Copy word for word, please, the lines of the entries below running from the one containing "--target birch tree trunk" to the one containing "Segment every instance of the birch", both ends included.

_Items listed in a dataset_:

* * *

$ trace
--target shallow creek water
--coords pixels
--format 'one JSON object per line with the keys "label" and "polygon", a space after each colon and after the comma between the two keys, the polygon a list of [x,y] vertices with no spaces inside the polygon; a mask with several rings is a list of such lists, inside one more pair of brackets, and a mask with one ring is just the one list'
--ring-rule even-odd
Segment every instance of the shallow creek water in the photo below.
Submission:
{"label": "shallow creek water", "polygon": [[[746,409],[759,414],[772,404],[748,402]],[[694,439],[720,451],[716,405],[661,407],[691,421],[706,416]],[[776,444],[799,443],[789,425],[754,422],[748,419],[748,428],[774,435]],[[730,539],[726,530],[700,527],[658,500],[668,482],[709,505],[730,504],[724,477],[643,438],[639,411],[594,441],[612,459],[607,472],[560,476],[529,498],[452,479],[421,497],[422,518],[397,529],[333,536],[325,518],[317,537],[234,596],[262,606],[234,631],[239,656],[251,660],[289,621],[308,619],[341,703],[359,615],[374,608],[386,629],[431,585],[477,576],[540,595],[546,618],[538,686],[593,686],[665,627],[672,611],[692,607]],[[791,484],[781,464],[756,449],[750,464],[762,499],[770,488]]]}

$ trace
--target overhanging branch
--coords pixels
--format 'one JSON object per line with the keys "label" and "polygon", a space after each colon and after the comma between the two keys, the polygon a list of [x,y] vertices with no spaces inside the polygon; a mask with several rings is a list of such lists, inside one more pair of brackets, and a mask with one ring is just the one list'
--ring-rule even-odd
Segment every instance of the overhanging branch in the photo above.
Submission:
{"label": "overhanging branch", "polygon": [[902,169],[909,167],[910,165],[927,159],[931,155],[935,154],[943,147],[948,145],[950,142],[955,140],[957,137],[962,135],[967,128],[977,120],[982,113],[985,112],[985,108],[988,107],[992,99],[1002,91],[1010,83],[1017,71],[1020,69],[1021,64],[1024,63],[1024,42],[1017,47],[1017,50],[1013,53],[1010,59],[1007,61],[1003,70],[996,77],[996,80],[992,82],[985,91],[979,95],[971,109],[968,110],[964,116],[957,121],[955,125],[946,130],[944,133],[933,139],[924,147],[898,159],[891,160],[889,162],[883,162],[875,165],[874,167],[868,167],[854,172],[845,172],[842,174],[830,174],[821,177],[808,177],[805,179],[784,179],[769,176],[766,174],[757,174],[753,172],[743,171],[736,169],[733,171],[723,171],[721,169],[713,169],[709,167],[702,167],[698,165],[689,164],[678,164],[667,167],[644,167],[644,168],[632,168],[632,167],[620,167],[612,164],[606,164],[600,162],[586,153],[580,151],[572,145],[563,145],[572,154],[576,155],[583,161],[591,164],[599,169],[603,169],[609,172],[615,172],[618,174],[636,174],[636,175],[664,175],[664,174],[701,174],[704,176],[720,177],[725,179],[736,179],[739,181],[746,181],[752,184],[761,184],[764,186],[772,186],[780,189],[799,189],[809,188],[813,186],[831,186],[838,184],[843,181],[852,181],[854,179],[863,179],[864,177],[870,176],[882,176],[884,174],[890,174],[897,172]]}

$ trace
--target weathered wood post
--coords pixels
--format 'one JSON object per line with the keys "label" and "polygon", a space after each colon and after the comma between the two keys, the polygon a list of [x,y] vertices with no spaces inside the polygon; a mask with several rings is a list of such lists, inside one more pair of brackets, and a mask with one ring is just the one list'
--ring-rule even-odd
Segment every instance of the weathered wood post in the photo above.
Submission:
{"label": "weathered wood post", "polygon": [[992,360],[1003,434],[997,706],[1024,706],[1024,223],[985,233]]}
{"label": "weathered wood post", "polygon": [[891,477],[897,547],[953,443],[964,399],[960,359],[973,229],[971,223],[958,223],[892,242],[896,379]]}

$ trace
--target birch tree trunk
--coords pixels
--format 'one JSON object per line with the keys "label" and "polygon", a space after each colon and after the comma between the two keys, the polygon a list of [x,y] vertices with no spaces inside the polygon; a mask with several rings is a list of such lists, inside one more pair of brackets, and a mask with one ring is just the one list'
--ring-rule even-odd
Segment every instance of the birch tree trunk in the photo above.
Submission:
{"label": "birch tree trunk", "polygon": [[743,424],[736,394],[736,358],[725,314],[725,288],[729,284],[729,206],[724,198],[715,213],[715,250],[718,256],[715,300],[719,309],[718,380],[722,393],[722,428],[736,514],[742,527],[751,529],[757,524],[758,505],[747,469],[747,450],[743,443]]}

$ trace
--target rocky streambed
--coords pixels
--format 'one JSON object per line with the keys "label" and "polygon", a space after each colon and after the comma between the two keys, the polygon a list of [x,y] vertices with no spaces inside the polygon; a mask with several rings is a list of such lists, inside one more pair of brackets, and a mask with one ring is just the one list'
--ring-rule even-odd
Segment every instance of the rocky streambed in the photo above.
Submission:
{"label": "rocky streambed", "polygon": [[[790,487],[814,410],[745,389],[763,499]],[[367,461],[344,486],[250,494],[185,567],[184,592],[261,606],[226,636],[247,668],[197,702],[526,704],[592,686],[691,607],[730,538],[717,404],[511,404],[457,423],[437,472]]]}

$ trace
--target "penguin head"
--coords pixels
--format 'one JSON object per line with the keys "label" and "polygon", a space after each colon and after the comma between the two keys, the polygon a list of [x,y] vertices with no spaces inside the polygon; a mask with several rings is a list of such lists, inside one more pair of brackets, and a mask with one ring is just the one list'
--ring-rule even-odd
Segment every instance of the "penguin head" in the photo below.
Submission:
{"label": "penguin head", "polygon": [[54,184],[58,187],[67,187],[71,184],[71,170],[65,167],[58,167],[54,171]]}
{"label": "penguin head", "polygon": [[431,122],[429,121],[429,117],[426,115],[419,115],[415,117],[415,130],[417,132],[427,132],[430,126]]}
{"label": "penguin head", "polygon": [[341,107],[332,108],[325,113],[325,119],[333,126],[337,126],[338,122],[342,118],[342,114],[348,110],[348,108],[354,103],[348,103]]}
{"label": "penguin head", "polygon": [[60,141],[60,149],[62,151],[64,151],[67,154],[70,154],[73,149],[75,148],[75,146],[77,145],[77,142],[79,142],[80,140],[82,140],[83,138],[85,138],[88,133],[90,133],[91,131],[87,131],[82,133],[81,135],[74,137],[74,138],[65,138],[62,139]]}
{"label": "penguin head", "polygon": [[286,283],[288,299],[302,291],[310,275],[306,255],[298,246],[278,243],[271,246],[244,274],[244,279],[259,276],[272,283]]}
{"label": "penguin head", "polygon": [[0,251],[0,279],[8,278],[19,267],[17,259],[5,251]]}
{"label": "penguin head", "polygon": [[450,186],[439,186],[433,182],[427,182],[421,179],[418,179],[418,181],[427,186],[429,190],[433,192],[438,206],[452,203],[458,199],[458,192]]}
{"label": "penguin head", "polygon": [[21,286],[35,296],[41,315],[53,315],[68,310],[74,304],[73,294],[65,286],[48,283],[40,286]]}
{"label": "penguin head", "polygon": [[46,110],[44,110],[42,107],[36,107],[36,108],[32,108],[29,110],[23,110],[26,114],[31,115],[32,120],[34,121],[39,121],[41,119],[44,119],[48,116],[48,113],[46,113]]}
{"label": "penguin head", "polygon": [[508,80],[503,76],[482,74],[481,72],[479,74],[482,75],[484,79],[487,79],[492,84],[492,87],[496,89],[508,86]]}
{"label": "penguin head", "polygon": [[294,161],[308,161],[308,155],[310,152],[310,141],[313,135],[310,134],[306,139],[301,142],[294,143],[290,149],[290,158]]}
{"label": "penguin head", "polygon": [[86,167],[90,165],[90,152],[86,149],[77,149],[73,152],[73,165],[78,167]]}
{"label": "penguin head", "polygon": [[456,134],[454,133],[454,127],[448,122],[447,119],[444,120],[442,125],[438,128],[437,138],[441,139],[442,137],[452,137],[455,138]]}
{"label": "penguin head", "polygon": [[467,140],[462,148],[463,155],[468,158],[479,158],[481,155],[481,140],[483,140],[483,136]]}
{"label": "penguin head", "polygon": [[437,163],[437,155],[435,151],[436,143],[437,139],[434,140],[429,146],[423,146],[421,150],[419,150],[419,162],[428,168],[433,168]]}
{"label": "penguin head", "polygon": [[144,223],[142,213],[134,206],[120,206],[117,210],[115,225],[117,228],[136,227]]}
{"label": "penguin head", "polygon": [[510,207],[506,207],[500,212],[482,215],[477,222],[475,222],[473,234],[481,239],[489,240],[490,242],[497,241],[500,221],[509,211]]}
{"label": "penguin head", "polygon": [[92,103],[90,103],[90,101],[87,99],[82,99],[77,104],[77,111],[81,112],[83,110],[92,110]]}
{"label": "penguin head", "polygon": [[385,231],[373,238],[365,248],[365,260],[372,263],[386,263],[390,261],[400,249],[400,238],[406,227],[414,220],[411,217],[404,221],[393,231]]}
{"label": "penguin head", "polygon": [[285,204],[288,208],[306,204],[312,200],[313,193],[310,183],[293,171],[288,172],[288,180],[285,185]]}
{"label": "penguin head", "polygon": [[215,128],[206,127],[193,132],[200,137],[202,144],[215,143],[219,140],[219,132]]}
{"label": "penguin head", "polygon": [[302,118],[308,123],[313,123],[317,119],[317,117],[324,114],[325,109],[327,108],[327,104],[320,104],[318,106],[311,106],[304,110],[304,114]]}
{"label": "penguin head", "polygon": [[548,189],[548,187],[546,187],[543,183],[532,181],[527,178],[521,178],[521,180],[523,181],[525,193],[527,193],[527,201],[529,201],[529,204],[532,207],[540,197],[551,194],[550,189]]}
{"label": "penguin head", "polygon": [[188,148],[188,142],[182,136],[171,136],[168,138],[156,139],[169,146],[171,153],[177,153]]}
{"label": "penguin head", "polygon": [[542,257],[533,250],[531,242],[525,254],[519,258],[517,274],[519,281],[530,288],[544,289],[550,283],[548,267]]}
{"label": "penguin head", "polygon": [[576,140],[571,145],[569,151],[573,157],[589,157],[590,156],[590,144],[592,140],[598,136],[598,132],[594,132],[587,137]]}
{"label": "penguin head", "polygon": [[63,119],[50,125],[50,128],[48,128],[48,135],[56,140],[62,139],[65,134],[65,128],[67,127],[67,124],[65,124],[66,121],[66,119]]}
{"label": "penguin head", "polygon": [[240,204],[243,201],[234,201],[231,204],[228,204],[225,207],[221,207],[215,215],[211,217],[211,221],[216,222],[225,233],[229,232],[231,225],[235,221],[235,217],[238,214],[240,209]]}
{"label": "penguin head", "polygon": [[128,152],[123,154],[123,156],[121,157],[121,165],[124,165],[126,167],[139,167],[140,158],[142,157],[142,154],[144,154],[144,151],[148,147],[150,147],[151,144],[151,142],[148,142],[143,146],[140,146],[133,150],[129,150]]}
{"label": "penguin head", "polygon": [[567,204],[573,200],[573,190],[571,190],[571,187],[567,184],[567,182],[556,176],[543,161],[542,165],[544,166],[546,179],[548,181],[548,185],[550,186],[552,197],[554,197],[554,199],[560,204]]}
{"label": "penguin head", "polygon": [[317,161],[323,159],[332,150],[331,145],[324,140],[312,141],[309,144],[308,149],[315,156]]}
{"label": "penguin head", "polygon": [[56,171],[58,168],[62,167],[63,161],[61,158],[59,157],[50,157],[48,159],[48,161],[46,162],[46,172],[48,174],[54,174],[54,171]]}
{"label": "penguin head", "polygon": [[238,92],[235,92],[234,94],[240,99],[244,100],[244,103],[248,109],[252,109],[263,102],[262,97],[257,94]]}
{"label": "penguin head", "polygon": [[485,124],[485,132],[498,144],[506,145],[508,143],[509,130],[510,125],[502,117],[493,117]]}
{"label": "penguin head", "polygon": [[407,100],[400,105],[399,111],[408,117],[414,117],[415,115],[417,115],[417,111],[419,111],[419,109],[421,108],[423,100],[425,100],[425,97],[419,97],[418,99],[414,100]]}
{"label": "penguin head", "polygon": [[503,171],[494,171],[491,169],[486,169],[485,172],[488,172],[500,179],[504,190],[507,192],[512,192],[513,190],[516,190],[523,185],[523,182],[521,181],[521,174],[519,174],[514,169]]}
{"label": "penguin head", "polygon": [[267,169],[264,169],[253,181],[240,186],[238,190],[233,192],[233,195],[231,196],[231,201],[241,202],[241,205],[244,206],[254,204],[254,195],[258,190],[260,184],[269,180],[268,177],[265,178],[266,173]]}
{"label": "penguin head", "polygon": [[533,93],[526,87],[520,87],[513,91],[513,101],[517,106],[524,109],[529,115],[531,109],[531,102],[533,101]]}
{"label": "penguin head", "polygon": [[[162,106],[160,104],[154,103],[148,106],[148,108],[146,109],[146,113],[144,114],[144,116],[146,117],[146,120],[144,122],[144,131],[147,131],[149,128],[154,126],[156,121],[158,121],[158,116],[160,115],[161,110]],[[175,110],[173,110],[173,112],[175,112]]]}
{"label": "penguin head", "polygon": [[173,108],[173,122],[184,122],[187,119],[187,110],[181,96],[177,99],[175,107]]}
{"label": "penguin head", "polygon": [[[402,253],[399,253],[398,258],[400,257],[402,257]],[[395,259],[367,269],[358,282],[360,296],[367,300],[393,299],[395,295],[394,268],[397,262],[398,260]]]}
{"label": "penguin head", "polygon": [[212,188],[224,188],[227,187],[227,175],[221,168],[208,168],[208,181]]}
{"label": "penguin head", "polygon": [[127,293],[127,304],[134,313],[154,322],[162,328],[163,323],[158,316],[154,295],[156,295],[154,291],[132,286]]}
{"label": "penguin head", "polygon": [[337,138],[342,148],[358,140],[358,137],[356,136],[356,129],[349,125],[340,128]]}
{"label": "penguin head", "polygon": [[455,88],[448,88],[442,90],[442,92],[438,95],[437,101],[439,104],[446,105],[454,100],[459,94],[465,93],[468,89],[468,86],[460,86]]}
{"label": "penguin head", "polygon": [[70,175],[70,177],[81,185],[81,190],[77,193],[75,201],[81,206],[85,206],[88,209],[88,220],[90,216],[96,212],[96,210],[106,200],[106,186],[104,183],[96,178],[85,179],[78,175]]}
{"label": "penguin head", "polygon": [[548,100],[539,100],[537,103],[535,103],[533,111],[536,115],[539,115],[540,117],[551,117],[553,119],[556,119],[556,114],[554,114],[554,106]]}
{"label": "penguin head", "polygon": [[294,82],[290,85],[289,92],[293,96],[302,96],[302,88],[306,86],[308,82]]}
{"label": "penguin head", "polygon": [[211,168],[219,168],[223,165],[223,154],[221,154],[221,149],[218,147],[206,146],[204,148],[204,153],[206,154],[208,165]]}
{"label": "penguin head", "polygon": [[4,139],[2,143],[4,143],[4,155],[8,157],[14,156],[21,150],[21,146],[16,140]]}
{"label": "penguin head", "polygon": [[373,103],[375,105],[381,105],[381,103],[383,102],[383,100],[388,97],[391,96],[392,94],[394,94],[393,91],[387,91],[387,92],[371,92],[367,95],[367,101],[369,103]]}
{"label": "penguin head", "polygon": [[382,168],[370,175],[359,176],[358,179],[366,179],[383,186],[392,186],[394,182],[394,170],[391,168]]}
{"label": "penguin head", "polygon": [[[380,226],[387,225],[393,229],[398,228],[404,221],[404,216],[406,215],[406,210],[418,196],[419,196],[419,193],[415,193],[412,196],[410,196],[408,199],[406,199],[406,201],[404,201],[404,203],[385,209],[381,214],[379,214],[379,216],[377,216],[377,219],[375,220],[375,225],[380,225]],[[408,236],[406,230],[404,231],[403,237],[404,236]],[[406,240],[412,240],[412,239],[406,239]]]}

* * *

_Response area_:
--target birch tree trunk
--coords pixels
--format 'one JSON object per line with the keys "label" and "polygon", a space after each colon and after the comma between the two keys, the polygon a list of [x,y] vertices with no spaces inside the polygon; a mask with several rings is a list of such lists, inside one more pair of brackets, and a mask with one ring is just the one list'
--ring-rule even-odd
Segment every instance of the birch tree trunk in the photo above.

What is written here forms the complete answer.